Problem description –
Render the stretch from the line containing "For accessibility purposes, please box every stone" through the line containing "[216,239,225,262]" as a Markdown table with two columns, Row and Line. Number each line in Row, and leave out any blank lines.

Data supplied –

+-------+

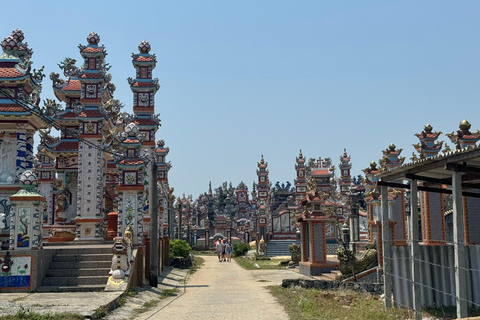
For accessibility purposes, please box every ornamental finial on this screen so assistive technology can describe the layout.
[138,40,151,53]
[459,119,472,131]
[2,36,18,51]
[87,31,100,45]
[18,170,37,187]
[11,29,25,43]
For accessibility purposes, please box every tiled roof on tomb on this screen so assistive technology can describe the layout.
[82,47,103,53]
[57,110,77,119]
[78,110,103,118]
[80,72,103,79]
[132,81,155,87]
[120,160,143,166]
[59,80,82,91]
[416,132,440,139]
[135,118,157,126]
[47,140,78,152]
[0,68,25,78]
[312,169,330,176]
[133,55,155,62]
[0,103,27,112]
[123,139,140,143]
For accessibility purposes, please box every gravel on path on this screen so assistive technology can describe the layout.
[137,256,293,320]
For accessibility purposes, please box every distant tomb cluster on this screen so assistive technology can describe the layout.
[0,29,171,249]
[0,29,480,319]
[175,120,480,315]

+-------+

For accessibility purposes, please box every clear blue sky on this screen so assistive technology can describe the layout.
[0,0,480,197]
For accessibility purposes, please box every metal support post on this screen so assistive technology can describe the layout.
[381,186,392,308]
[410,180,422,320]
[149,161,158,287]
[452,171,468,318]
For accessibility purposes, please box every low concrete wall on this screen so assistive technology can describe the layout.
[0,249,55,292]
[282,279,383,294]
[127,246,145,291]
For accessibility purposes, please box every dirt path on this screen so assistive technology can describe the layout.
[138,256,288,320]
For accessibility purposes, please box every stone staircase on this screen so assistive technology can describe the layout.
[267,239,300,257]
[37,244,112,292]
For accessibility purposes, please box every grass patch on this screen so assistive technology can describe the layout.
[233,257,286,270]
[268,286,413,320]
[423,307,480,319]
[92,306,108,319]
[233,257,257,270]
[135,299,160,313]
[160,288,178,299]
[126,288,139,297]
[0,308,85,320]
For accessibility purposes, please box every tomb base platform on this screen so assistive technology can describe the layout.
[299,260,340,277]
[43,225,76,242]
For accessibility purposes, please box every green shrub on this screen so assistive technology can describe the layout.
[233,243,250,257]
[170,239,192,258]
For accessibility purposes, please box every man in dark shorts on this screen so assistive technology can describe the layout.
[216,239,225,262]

+-------+

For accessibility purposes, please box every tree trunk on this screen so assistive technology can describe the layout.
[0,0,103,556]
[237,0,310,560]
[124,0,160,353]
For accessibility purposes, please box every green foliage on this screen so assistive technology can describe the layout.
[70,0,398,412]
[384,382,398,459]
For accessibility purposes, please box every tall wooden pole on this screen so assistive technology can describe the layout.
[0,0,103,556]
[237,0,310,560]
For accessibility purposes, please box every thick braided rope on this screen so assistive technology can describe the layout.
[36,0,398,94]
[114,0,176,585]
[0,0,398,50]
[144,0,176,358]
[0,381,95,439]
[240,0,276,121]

+-------+

Finished answer –
| Row | Line |
|---|---|
| 1 | For accessibility purposes, please box every stone staircase on this screen so assistive technology can describe the layout. |
| 2 | [267,239,300,257] |
| 3 | [37,244,112,292] |
| 4 | For accessibility purposes, please box every grass patch on this screen so assistive technology can describe the layout. |
| 5 | [233,257,286,270] |
| 6 | [268,286,413,320] |
| 7 | [423,307,480,319] |
| 8 | [92,306,108,319] |
| 9 | [233,257,257,270] |
| 10 | [135,299,160,313] |
| 11 | [160,288,178,299] |
| 12 | [126,288,139,297] |
| 13 | [0,308,85,320] |
| 14 | For accessibility purposes, please box every tomb base platform on this screen so assistive technology can describe the layout. |
| 15 | [299,260,340,277] |
| 16 | [43,225,76,242] |
| 17 | For accessibility purposes, please box every green shrub on this screen so assistive technology can describe the layout. |
| 18 | [233,243,250,257] |
| 19 | [170,239,192,258] |
| 20 | For accessibility purposes, please box every man in dark shorts on this screen so assistive technology can describe the layout. |
| 21 | [216,239,225,262] |